Promover intervenciones integrales, multidisciplinarias y coordinadas: el abordaje de los efectos emocionales derivados de los desastres, si bien implica una cierta dimensión técnica específica, no debe circunscribirse a una acción de salud “mental” con todo lo de estigmatizante que esto tiene (“¿salud mental?: ¡yo no estoy loco!”). Por el contrario tiene que ser concebido en una perspectiva amplia de intervención comunitaria, buscando aliarse con otros sectores (preferentemente del campo de la salud), ayudando a encontrar respuestas integrales. Es sumamente importante coordinar los esfuerzos con la entidad rectora a nivel local, regional y/o nacional (en general Ministerio de Salud), evitando de esta manera contribuir al caos subsecuente a la situación de urgencia generada.

* **La tarea**:
Actualiza el fragmento del texto sobre los efectos emocionales de los desastres que empieza con "Promover intervenciones integrales, multidisciplinarias" y termina con "de urgencia generada.", cambiando "caos" por "desorden". Estas entradas no se necesitan.

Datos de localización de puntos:
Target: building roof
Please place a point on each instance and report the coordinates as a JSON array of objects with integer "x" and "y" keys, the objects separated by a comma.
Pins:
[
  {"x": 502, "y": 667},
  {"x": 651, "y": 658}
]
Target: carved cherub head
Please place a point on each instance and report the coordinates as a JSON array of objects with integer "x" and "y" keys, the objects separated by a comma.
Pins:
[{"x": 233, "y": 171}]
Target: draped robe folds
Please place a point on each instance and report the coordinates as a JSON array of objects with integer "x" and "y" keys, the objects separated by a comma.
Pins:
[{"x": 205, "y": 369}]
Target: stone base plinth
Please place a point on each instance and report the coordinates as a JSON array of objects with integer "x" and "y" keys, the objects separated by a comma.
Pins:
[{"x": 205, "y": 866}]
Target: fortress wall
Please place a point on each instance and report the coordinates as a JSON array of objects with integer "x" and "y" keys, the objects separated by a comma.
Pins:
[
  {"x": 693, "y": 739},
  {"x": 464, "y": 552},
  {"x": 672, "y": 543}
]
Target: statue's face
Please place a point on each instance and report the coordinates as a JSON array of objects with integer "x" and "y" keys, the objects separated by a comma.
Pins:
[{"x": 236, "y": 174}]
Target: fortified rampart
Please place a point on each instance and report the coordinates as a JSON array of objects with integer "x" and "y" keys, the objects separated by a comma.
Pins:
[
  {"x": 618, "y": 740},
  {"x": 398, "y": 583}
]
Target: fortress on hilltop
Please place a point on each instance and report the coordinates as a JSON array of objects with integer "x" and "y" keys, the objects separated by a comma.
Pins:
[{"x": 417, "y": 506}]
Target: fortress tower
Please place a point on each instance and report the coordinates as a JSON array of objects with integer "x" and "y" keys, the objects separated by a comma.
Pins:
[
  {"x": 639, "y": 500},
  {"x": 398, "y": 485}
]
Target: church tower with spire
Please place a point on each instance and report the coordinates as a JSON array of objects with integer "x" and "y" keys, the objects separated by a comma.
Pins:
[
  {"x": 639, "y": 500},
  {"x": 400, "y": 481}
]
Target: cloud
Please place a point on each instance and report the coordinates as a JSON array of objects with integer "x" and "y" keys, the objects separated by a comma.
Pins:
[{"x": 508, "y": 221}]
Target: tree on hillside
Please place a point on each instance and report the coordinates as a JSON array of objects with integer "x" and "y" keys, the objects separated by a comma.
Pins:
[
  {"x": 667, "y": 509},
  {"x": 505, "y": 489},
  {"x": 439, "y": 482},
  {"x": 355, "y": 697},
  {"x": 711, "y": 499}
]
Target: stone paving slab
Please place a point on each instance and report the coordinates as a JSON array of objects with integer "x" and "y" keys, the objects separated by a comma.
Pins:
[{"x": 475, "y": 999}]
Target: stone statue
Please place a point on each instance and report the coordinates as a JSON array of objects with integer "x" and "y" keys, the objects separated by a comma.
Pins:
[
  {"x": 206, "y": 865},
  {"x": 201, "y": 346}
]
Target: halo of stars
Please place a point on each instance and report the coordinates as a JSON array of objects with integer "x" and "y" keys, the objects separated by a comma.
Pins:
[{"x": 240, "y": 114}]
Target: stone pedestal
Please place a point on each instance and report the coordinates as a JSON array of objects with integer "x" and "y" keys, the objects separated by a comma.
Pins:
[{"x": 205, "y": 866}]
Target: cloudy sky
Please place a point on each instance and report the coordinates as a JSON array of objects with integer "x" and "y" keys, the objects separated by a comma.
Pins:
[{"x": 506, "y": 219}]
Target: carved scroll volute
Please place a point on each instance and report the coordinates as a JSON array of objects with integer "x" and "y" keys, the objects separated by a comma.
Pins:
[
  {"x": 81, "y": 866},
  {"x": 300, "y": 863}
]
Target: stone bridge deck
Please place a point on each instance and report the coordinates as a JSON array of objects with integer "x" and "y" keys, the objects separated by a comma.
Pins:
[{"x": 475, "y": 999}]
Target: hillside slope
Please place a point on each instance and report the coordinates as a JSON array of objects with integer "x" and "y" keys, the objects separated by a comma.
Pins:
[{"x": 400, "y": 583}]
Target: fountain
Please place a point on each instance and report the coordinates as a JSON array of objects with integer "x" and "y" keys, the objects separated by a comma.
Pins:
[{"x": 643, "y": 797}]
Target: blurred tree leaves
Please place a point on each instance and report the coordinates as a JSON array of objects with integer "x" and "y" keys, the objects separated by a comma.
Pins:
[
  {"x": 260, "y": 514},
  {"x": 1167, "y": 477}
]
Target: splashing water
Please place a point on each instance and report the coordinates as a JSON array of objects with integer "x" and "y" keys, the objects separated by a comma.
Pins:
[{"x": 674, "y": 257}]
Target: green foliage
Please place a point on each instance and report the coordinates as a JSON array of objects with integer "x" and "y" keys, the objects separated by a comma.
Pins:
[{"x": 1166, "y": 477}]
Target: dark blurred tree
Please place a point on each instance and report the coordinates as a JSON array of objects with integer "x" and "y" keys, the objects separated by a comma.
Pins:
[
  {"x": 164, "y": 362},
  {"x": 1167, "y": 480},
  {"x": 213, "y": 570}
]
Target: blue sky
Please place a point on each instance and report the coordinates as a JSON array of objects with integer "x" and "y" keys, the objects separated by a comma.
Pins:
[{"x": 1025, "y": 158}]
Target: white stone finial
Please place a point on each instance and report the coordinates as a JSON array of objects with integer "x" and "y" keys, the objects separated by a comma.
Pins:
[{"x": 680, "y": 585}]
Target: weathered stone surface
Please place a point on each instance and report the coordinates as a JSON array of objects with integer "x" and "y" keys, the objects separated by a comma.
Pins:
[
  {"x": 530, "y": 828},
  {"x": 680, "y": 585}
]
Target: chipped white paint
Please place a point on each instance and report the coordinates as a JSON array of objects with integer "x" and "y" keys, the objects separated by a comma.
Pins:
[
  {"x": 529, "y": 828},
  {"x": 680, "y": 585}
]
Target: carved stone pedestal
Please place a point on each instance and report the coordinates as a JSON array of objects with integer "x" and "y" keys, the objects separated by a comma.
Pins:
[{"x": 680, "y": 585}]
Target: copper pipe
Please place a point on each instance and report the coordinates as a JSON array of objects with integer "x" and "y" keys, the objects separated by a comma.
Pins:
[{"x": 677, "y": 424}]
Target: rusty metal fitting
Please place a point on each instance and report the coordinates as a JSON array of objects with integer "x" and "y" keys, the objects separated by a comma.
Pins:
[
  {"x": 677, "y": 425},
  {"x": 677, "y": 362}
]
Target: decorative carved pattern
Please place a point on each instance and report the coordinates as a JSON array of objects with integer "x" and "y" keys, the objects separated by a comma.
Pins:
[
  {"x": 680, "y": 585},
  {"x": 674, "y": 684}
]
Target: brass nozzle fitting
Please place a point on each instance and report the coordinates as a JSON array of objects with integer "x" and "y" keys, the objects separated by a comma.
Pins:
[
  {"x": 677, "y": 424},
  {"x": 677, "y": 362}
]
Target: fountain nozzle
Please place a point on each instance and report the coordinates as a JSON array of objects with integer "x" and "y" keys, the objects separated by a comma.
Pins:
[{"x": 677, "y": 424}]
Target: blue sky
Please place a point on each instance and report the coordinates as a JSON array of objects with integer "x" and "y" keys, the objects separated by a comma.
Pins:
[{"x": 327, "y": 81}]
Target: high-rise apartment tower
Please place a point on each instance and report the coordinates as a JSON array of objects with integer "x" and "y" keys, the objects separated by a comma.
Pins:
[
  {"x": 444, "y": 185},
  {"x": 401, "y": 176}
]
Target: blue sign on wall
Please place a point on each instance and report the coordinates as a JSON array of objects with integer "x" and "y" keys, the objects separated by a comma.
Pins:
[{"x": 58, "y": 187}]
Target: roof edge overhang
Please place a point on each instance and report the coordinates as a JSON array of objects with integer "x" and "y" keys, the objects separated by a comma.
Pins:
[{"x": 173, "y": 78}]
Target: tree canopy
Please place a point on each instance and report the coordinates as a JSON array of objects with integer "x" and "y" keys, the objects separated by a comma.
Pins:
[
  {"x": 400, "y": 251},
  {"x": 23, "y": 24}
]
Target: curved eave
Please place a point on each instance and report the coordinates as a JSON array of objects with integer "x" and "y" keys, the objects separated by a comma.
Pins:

* **Respuesta del ejercicio**:
Promover intervenciones integrales, multidisciplinarias y coordinadas: el abordaje de los efectos emocionales derivados de los desastres, si bien implica una cierta dimensión técnica específica, no debe circunscribirse a una acción de salud “mental” con todo lo de estigmatizante que esto tiene (“¿salud mental?: ¡yo no estoy loco!”). Por el contrario tiene que ser concebido en una perspectiva amplia de intervención comunitaria, buscando aliarse con otros sectores (preferentemente del campo de la salud), ayudando a encontrar respuestas integrales. Es sumamente importante coordinar los esfuerzos con la entidad rectora a nivel local, regional y/o nacional (en general Ministerio de Salud), evitando de esta manera contribuir al desorden subsecuente a la situación de urgencia generada.